## TO-DO LIST
a) Summarize the thread below about nbconvert's Markdown export in two sentences.
b) In the nbconvert thread, why does the person who opened the issue think pdf plots belong in Markdown output? Answer in one or two sentences.
c) According to the nbconvert thread, what version of nbconvert was used?

## BEGIN TEXT TO READ

Open allefeld opened 4 years ago

allefeld commented 4 years ago

I have a notebook that contains plots generated by Plotly. These plots are usually interactive, so they are not suitable for export to static formats. But it is possible to configure Plotly to create e.g. pdf plots, which are embedded as application/pdf objects in the notebook. If I then use nbconvert to convert the notebook to a pdf, the pdf plots are embedded as expected. The same holds for LaTeX export, the code contains \adjustimage commands and the plots are put as pdf files in a subdirectory notebook_files.

However, when I export to Markdown, the plots are simply missing.

I understand that Markdown was originally intended as an easy way to write HTML, where pdf plots don't make sense. But since you use Pandoc internally, you are certainly aware that with Pandoc, Markdown has become much more versatile. Depending on which format one converts to, including pdf plots with standard Markdown syntax ![](plot.pdf) makes perfect sense.

This is important to me because though I use LaTeX for pdf creation, I very much prefer writing Pandoc-Markdown over LaTeX. I'm an academic, and I write everything from todo lists to journal papers using Pandoc' Markdown, and I have a pipeline set up that creates pdfs from Markdown files the way I like it. Being able to convert a notebook into this kind of file I work with everyday would be extremely useful.

Is this something you may support, e.g. as a fix to the Markdown exporter? Or on a slightly larger scale, by having a Pandoc-Markdown exporter?

As a workaround, I tried converting the LaTeX export to Markdown via Pandoc, but that fails (in my case, over Verbatim environments).

Nbconvert version: 5.6.1

MSeal commented 4 years ago

Would something like https://github.com/jupyter/nbconvert/pull/1285 allow for what you're looking for?

I think I want to switch our default pdf conversion to a pandoc based solution over a LaTeX version for 6.0. It's the next thing on my place for the release (will be working on it this next weekend some), but generally the tools available are all problematic with their own subselection of things that do or don't render as one would want or severe tradeoffs for what's allowed.

## END TEXT TO READ
## BEGIN DATA RECORDS

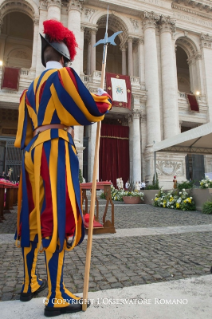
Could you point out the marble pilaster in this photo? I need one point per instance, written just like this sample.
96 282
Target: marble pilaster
89 58
136 171
43 17
169 88
206 46
151 78
35 41
124 60
93 50
141 60
54 9
130 57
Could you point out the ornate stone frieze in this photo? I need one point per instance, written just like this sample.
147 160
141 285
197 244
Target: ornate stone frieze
186 5
36 21
75 5
206 41
22 6
170 168
55 3
166 24
135 24
150 19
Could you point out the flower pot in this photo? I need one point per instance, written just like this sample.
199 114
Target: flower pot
132 200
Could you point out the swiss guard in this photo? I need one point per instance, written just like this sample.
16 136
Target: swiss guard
49 200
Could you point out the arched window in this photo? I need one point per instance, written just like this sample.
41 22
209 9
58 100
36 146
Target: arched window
18 29
183 75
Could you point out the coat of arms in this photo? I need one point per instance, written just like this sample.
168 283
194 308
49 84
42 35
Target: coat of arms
119 90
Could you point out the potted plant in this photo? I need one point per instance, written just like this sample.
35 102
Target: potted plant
133 197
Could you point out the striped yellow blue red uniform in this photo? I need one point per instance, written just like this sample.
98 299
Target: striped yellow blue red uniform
49 200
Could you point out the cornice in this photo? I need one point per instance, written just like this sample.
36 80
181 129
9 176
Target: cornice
202 8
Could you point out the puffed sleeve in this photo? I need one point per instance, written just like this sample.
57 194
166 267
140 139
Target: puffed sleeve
74 103
24 130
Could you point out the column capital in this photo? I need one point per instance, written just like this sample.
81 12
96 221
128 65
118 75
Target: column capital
75 5
53 3
141 40
166 24
36 21
93 30
43 5
82 27
123 47
150 19
205 41
198 56
136 114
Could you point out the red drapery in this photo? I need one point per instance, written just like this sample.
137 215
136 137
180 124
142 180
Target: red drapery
11 78
128 85
192 100
114 153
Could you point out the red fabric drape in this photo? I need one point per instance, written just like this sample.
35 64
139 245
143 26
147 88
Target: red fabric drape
114 153
108 77
192 100
11 78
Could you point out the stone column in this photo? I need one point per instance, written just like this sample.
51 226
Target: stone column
169 88
151 79
206 46
130 57
136 147
200 79
89 58
93 50
74 24
43 17
124 59
35 42
91 152
54 9
141 60
130 124
82 50
2 46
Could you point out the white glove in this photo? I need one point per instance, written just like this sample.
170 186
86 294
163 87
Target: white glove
100 92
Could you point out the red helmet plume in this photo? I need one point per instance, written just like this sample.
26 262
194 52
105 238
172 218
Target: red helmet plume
56 32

## END DATA RECORDS

## SOLVED PROBLEMS
a) When a notebook with Plotly plots configured as pdf is exported with nbconvert, the plots appear in pdf and LaTeX output but are missing from Markdown output. The issue asks for Markdown or Pandoc-Markdown export that keeps these plots, and a maintainer points to a pull request and mentions plans to move default pdf conversion to a Pandoc-based solution for version 6.0.

b) With Pandoc, Markdown has become much more versatile than a simple way to write HTML. Depending on the target format, including pdf plots with the standard syntax ![](plot.pdf) makes perfect sense.

c) 5.6.1